Data records:
---*---

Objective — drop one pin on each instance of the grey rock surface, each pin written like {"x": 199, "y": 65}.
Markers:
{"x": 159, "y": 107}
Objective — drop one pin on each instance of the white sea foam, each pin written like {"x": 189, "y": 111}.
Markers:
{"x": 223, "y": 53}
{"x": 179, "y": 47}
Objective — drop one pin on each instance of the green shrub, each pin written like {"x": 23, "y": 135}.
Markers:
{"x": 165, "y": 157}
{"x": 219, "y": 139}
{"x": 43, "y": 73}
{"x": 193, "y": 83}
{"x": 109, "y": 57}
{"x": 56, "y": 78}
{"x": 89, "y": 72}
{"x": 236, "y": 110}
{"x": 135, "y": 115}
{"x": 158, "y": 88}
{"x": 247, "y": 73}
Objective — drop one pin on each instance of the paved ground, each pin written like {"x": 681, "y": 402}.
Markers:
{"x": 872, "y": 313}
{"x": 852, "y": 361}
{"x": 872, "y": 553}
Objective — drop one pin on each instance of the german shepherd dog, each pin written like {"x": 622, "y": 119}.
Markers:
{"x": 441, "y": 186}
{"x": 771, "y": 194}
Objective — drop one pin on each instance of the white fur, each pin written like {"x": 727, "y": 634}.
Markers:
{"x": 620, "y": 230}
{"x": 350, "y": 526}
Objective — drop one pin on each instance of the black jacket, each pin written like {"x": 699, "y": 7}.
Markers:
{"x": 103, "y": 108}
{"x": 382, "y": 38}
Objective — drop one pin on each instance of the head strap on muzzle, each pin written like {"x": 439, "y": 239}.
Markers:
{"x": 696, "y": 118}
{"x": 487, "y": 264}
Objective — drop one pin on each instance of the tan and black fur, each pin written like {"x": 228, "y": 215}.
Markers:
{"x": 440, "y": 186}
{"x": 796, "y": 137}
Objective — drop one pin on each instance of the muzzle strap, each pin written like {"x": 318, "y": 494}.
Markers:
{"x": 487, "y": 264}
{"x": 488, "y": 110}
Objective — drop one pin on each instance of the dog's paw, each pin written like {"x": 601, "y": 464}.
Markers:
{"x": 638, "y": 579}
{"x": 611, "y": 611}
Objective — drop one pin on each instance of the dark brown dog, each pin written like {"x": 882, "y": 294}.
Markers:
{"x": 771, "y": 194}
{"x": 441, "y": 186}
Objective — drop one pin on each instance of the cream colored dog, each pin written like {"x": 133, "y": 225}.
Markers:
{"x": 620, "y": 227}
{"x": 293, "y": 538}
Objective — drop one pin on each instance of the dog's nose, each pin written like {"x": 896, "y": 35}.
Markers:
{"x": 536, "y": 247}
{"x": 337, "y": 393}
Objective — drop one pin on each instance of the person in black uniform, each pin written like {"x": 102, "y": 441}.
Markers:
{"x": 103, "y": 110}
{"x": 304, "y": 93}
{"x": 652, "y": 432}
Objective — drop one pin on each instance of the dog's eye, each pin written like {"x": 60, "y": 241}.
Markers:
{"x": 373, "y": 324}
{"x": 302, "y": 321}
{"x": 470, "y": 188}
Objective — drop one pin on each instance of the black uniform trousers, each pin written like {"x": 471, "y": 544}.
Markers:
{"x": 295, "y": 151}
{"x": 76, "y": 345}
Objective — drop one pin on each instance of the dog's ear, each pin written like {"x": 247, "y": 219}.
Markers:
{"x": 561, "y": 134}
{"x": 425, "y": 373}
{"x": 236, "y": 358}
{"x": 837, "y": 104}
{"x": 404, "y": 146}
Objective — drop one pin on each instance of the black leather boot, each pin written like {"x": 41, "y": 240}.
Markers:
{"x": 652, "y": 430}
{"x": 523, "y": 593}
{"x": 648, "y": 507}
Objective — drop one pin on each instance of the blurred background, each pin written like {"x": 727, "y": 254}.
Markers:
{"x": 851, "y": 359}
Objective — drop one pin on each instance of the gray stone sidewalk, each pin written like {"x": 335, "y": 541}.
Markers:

---*---

YOUR OBJECTIVE:
Update the rows from the line containing "dog's ear, each" through the end of the rows by changing "Markers" to "Pins" and keeping everything else the same.

RESPONSE:
Objective — drop one pin on each instance of the dog's ear, each pin written like {"x": 247, "y": 219}.
Pins:
{"x": 561, "y": 134}
{"x": 425, "y": 373}
{"x": 236, "y": 358}
{"x": 837, "y": 104}
{"x": 404, "y": 146}
Objective — drop one pin on each instance of the black leather boot, each pin written like {"x": 41, "y": 240}.
Pins:
{"x": 652, "y": 430}
{"x": 523, "y": 593}
{"x": 648, "y": 507}
Objective — drop one pin on each instance of the blurred background, each pin written like {"x": 727, "y": 254}.
Pins:
{"x": 851, "y": 359}
Objective — drop one pin on each instance of the gray stone sidewalk, each pin written like {"x": 335, "y": 541}.
Pins:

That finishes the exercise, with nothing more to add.